# [AIM OF THE TASK]
Please extract the full passage on the Veterans Administration's PTSD disability rule, word for word.

# [EXCERPTED TEXT]
On July 12, 2010, General Shinseki penned an op-ed in USA Today ("For Vets with PTSD, End of an Unfair Process") announcing a new Veterans Administration rule making it easier for veterans suffering from PTSD to file disability claims. Part of the rule was straightforward: The VA would no longer require that a veteran provide documentation of his exposure to combat trauma, seeing how such paperwork is often very difficult for veterans to obtain. Streamlining the lumbering claims bureaucracy is one thing, and welcome it is, but the new rule does not end there. It also establishes that noninfantry personnel can qualify for PTSD disability if they had good reason to fear danger, such as firefights or explosions, even if they did not actually experience it. "[If] a stressor claimed by a veteran is related to the veteran's fear of hostile military or terrorist activity, he is eligible for a PTSD benefits," according to the Federal Register. This is a strikingly novel amendment. The idea that one can sustain an enduring and disabling mental disorder based on anxious anticipation of a traumatic event that never materialized is a radical departure from the clinical--and common-sense--understanding that traumatic stress disorders are caused by events that actually do happen to people. However, this is by no means the first time that controversy and ambiguity have swirled around the diagnosis of PTSD (emphasis added).

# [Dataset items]

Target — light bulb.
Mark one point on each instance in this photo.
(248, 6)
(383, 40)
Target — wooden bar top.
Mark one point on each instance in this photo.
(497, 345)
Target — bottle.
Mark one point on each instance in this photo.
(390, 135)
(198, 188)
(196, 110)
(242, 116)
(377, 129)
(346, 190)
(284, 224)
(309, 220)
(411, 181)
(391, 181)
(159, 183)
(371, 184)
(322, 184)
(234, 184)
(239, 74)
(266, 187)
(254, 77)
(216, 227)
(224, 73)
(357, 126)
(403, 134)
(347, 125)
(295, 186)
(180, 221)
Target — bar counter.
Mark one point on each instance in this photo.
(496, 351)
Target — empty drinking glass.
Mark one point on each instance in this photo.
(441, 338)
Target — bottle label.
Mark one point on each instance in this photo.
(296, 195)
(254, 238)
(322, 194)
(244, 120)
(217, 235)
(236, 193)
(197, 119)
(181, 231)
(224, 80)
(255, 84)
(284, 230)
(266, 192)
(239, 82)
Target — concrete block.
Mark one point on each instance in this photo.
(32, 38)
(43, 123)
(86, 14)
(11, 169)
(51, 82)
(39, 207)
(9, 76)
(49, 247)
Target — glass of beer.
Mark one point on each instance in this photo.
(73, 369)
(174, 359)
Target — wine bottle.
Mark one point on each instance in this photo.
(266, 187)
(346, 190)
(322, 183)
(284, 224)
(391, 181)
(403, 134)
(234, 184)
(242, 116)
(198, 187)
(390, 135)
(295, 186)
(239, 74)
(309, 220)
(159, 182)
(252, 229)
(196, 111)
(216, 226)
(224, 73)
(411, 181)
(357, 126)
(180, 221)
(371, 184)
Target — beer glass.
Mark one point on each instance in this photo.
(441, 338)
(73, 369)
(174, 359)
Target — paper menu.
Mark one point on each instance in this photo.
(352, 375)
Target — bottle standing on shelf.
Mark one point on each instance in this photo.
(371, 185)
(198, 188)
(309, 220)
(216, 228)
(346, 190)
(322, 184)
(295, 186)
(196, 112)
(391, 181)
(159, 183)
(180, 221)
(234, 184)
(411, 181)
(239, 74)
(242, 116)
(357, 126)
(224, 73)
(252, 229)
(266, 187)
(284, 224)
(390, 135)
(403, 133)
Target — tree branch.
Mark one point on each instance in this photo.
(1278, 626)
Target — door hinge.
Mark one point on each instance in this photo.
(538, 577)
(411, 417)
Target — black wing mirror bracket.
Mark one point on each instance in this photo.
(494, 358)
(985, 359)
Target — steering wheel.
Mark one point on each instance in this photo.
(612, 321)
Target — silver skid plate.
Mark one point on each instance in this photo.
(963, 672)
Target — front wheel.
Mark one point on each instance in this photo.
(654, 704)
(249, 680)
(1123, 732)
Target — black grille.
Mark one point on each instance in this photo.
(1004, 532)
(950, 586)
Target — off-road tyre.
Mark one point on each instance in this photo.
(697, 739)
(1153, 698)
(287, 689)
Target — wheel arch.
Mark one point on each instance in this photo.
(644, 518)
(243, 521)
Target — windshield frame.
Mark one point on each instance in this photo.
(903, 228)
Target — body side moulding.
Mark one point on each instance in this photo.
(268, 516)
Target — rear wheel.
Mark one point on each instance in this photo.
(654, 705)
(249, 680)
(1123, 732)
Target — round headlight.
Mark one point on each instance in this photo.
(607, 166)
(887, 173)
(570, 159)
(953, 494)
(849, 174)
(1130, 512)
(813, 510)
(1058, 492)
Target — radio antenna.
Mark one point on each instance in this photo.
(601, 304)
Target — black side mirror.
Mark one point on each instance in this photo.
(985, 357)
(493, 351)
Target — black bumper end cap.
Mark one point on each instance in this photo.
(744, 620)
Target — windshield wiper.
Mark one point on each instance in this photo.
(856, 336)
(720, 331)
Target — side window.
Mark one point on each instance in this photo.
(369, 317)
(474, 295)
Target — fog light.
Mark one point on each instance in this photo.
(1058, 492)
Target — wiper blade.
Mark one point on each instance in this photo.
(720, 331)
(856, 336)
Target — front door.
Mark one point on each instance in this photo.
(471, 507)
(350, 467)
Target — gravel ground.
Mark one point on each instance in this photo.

# [SOLVED PROBLEM]
On July 12, 2010, General Shinseki penned an op-ed in USA Today ("For Vets with PTSD, End of an Unfair Process") announcing a new Veterans Administration rule making it easier for veterans suffering from PTSD to file disability claims. Part of the rule was straightforward: The VA would no longer require that a veteran provide documentation of his exposure to combat trauma, seeing how such paperwork is often very difficult for veterans to obtain. Streamlining the lumbering claims bureaucracy is one thing, and welcome it is, but the new rule does not end there. It also establishes that noninfantry personnel can qualify for PTSD disability if they had good reason to fear danger, such as firefights or explosions, even if they did not actually experience it. "[If] a stressor claimed by a veteran is related to the veteran's fear of hostile military or terrorist activity, he is eligible for a PTSD benefits," according to the Federal Register. This is a strikingly novel amendment. The idea that one can sustain an enduring and disabling mental disorder based on anxious anticipation of a traumatic event that never materialized is a radical departure from the clinical--and common-sense--understanding that traumatic stress disorders are caused by events that actually do happen to people. However, this is by no means the first time that controversy and ambiguity have swirled around the diagnosis of PTSD (emphasis added).